> WHAT TO DO
Copy every one of the following lines word for word, keeping each character and symbol unchanged.

-- begin MATERIALS PROVIDED --

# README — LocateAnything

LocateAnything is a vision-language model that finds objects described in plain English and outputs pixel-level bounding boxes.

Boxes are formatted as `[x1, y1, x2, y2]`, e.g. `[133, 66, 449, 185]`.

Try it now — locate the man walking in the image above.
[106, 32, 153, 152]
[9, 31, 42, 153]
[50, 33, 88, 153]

-- end MATERIALS PROVIDED --

> FINAL ANSWER
# README — LocateAnything

LocateAnything is a vision-language model that finds objects described in plain English and outputs pixel-level bounding boxes.

Boxes are formatted as `[x1, y1, x2, y2]`, e.g. `[133, 66, 449, 185]`.

Try it now — locate the man walking in the image above.
[106, 32, 153, 152]
[9, 31, 42, 153]
[50, 33, 88, 153]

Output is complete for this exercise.